[TRAVAIL À FAIRE]
1. Indiquez si chacun des énoncés suivants concorde avec le texte sur les régimes de protection, en répondant par oui ou par non et en citant les mots du texte qui le démontrent : (a) le curateur peut refuser un traitement qui semble nécessaire ; (b) l’autorisation du tribunal est requise pour les soins d’hygiène ; (c) seul le Curateur public peut se voir confier la responsabilité de la personne inapte.
2. Recopiez le passage du texte sur les régimes de protection qui s’ouvre sur les mots contenant « Bien que le » et se ferme sur « civil du Québec. », en renommant « juge » en « magistrat ».

[TEXTE À LIRE]
--

Avez-vous été appelé à effectuer l’évaluation d’un patient à la demande de sa famille ou de l’établissement et à remplir un rapport pour l’ouverture d’un régime de protection ou l’obtention d’une ordonnance de traitement ou d’hébergement ? Ce qui peut être facturé et qui doit en acquitter les coûts varient énormément selon le contexte. C’est notre sujet !
Le Dr Michel Desrosiers, omnipraticien et avocat, est directeur des Affaires professionnelles à la Fédération des médecins omnipraticiens du Québec. |
La loi prévoit qu’une personne majeure a pleine autonomie pour exercer ses droits légaux et pour prendre des décisions la concernant en ce qui a trait aux soins qui lui sont fournis. Parfois, une personne n’est toutefois pas en mesure d’exercer ses droits, en raison d’une maladie psychiatrique ou encore d’un problème cognitif ou physique. La loi prévoit alors un mécanisme pour veiller aux intérêts d’une telle personne, soit le régime de protection. Une autre personne assistera la personne inapte ou prendra les décisions à sa place. Cette responsabilité pourra être confiée à un organisme (le Curateur public) ou à une personne physique, telle qu’un membre de la famille ou une autre personne intéressée.
Bien que le curateur ou le tuteur puisse prendre des décisions pour la personne inapte, cette dernière peut parfois s’opposer aux traitements auquel son « protecteur » aura consenti. Le curateur peut aussi refuser un traitement qui semble pourtant nécessaire. Il faudra alors faire intervenir un juge pour obtenir une ordonnance du traitement recherché ou pour faire héberger la personne en question. Un omnipraticien peut être appelé à se prononcer sur l’ensemble de ces situations.
Cette obligation d’obtenir l’autorisation du tribunal n’est pas requise lorsqu’il s’agit de soins d’hygiène ou d’un cas d’urgence. Cependant, une fois l’urgence passée, l’obligation de respecter le refus d’une personne, à moins d’une ordonnance du tribunal, reprend le dessus. Ces règles sont énoncées à l’article 16 du Code civil du Québec.

--

Extraits d’un jeu de données:
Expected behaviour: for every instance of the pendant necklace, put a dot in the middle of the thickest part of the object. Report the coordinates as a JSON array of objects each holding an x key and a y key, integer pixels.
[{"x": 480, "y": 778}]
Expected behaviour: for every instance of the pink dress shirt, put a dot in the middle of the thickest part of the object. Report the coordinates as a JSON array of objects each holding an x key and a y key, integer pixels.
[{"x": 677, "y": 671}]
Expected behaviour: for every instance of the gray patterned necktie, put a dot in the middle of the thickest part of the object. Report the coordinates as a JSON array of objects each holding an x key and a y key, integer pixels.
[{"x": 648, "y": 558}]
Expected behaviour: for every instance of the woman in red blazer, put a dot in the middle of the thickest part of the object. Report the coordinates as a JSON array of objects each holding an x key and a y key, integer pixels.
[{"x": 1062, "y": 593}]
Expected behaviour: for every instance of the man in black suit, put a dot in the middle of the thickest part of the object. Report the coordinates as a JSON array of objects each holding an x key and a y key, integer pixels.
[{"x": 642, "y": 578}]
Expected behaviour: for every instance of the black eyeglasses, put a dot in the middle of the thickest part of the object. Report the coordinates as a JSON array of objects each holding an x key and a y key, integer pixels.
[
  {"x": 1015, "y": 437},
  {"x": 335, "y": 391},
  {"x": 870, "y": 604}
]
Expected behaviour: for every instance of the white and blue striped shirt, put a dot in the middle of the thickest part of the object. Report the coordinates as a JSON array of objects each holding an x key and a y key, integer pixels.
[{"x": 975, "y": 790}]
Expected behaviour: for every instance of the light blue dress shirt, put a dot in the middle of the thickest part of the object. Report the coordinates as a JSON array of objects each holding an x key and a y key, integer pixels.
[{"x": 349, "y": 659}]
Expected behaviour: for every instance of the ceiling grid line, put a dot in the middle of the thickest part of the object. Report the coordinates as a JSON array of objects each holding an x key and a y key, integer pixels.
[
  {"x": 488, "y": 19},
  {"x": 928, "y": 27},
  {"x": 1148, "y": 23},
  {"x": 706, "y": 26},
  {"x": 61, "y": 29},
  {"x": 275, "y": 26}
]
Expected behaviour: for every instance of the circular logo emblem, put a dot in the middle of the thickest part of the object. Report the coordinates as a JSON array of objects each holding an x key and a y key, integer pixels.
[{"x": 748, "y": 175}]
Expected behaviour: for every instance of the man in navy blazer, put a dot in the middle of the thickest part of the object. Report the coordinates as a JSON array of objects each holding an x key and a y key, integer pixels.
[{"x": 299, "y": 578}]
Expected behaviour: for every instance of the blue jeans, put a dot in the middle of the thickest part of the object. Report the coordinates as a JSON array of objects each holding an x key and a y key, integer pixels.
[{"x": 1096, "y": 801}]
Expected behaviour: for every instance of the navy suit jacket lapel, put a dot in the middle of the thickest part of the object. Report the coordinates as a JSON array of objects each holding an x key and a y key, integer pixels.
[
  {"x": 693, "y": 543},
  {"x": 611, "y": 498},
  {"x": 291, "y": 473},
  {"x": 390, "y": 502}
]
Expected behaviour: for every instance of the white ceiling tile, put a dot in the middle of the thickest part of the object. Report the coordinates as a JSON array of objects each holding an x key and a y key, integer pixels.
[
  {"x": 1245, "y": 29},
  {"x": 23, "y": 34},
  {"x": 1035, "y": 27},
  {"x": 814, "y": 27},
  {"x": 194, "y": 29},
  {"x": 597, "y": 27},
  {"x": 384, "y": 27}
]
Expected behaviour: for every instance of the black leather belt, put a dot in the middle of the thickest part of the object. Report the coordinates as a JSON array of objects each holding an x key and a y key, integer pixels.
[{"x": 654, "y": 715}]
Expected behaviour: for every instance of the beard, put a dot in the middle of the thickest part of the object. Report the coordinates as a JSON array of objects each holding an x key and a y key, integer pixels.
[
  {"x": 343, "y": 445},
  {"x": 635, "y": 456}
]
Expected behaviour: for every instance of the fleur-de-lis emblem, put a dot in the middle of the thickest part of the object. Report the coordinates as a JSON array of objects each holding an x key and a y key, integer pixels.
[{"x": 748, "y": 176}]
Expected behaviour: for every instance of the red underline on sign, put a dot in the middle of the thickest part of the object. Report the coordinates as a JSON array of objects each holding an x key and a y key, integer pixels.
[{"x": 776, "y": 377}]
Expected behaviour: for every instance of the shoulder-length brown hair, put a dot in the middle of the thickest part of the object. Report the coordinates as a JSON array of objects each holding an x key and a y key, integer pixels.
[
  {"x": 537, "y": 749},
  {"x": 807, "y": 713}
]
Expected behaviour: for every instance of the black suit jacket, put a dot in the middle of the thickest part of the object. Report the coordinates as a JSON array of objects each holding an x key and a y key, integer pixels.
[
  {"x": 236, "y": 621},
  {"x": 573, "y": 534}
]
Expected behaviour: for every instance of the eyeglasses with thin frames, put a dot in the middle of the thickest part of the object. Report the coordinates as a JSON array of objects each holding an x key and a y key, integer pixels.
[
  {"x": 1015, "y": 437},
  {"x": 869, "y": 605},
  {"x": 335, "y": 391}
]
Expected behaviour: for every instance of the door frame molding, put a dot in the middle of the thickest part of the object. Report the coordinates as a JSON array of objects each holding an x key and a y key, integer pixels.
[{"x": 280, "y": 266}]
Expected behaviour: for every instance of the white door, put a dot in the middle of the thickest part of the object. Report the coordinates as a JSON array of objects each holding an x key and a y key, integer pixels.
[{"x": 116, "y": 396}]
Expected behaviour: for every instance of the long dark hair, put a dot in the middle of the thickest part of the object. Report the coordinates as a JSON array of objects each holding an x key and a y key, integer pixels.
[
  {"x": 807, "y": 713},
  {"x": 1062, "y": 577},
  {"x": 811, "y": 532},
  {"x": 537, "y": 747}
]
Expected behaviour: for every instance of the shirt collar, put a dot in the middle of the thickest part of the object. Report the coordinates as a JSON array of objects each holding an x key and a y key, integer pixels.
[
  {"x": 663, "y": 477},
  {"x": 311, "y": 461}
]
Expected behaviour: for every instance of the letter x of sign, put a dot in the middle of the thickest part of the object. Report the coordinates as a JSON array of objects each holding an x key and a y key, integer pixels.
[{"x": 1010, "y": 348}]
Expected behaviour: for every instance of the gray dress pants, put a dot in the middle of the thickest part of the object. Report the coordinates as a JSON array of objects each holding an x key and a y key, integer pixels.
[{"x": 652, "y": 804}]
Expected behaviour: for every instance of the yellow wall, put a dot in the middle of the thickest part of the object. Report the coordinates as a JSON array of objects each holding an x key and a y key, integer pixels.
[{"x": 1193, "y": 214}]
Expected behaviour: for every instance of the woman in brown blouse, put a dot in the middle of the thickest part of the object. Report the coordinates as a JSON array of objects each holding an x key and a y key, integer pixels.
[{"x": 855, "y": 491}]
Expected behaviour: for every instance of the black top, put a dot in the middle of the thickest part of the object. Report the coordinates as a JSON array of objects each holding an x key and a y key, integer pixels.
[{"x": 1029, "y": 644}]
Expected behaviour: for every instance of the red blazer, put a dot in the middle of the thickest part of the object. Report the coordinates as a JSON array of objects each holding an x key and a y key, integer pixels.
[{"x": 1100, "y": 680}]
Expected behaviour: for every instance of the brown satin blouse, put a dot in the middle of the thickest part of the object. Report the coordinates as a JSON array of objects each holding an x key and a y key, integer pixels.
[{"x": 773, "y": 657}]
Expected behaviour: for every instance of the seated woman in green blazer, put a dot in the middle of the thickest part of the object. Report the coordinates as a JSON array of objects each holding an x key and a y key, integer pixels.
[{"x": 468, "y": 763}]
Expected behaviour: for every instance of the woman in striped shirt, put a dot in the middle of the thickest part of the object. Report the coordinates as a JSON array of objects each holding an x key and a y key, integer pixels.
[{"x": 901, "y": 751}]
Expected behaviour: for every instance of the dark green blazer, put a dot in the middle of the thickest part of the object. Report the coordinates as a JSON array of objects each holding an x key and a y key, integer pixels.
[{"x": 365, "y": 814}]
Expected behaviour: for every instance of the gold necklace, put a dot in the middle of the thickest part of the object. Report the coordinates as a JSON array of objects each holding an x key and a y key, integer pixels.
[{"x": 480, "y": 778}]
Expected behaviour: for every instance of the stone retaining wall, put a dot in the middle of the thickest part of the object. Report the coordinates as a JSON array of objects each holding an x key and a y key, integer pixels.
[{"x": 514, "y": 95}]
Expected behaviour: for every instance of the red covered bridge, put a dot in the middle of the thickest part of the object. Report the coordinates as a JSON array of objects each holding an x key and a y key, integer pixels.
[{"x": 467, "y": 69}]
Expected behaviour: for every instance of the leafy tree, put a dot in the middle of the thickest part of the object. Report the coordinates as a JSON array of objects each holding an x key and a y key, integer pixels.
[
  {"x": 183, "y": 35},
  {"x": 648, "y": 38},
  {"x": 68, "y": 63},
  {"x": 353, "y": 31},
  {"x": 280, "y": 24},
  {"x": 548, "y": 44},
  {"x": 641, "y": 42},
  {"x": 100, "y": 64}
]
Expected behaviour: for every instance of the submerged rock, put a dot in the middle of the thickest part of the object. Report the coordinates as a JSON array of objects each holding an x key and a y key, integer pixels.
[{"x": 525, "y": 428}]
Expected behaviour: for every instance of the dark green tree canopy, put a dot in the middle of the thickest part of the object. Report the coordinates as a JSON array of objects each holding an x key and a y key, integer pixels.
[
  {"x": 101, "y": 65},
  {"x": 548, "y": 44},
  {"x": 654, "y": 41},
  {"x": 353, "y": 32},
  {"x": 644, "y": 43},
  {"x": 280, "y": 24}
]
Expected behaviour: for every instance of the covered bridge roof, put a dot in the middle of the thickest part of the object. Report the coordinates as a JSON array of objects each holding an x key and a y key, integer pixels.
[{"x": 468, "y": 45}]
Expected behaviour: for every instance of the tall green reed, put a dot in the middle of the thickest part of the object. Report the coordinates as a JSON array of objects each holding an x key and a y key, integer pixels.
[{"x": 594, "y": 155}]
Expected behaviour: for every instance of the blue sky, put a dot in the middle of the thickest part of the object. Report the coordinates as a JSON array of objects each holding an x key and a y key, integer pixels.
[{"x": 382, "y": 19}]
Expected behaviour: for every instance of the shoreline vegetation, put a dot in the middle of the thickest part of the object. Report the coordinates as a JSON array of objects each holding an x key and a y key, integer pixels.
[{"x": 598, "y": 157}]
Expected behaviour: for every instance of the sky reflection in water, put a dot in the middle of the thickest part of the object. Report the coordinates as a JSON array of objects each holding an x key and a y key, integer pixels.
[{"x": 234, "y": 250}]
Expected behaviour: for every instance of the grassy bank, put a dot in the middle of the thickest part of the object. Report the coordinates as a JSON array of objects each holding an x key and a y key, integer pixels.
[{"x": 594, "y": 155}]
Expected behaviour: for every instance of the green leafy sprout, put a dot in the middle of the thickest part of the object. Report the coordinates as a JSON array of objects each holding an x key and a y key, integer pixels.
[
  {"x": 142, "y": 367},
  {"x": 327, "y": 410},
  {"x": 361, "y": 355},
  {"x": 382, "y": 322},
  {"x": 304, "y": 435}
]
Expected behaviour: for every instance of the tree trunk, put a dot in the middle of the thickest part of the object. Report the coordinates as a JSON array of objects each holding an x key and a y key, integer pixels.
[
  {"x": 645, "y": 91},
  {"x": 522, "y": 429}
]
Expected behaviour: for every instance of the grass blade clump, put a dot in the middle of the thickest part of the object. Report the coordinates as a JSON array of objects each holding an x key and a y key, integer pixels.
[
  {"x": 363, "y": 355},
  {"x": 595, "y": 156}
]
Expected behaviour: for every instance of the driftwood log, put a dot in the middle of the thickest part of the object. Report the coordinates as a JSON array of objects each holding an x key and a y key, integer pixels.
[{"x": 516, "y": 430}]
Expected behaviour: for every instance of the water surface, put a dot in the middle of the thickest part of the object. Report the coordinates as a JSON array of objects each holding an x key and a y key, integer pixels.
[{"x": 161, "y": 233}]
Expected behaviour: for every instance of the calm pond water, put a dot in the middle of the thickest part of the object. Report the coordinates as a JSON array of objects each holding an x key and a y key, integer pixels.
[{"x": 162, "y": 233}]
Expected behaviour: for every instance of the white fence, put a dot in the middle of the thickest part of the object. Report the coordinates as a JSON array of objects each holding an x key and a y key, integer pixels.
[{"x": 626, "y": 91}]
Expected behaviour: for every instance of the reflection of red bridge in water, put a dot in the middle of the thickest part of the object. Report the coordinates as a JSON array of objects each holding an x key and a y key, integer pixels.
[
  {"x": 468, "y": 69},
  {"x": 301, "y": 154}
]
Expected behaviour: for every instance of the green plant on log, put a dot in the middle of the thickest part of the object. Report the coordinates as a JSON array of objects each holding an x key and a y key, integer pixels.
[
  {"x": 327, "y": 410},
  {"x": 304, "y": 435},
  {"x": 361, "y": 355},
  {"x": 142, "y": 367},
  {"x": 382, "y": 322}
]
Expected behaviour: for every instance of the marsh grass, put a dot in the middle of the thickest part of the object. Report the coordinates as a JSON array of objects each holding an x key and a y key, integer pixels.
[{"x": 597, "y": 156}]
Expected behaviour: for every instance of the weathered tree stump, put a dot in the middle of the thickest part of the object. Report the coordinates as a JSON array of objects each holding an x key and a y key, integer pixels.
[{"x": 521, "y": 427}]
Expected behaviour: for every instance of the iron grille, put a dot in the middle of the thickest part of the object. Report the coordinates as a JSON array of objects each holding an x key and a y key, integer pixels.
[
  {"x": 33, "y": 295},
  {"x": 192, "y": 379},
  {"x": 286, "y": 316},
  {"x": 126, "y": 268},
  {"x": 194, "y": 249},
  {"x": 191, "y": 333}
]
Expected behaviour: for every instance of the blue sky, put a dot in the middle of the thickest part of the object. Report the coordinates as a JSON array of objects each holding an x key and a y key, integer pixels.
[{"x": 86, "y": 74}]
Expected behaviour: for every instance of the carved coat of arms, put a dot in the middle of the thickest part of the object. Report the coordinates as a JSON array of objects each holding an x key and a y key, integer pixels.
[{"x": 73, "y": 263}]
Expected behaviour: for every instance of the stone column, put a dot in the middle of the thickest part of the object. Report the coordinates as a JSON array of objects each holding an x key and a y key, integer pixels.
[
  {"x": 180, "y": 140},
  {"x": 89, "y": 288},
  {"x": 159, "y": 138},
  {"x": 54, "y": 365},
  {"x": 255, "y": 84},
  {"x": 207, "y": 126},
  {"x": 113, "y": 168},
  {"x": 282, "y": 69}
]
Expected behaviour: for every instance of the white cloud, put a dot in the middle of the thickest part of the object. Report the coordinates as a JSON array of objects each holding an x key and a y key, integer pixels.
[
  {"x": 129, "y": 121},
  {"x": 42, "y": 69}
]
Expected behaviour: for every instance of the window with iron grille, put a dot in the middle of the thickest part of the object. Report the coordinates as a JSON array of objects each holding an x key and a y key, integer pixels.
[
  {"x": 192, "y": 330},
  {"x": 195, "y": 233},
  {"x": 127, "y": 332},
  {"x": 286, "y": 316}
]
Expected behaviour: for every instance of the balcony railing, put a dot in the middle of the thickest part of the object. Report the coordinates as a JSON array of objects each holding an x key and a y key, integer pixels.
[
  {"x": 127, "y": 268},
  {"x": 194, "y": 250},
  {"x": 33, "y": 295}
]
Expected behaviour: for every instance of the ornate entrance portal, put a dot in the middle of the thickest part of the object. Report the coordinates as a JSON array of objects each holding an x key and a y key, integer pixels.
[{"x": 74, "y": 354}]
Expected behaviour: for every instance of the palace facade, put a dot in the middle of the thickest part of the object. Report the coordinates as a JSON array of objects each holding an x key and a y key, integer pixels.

--

[RÉPONSES PAR NUMÉRO]
1.
(a) Oui : « Le curateur peut aussi refuser un traitement qui semble pourtant nécessaire. »
(b) Non : « Cette obligation d’obtenir l’autorisation du tribunal n’est pas requise lorsqu’il s’agit de soins d’hygiène ou d’un cas d’urgence. »
(c) Non : « Cette responsabilité pourra être confiée à un organisme (le Curateur public) ou à une personne physique, telle qu’un membre de la famille ou une autre personne intéressée. »

2.
Bien que le curateur ou le tuteur puisse prendre des décisions pour la personne inapte, cette dernière peut parfois s’opposer aux traitements auquel son « protecteur » aura consenti. Le curateur peut aussi refuser un traitement qui semble pourtant nécessaire. Il faudra alors faire intervenir un magistrat pour obtenir une ordonnance du traitement recherché ou pour faire héberger la personne en question. Un omnipraticien peut être appelé à se prononcer sur l’ensemble de ces situations.
Cette obligation d’obtenir l’autorisation du tribunal n’est pas requise lorsqu’il s’agit de soins d’hygiène ou d’un cas d’urgence. Cependant, une fois l’urgence passée, l’obligation de respecter le refus d’une personne, à moins d’une ordonnance du tribunal, reprend le dessus. Ces règles sont énoncées à l’article 16 du Code civil du Québec.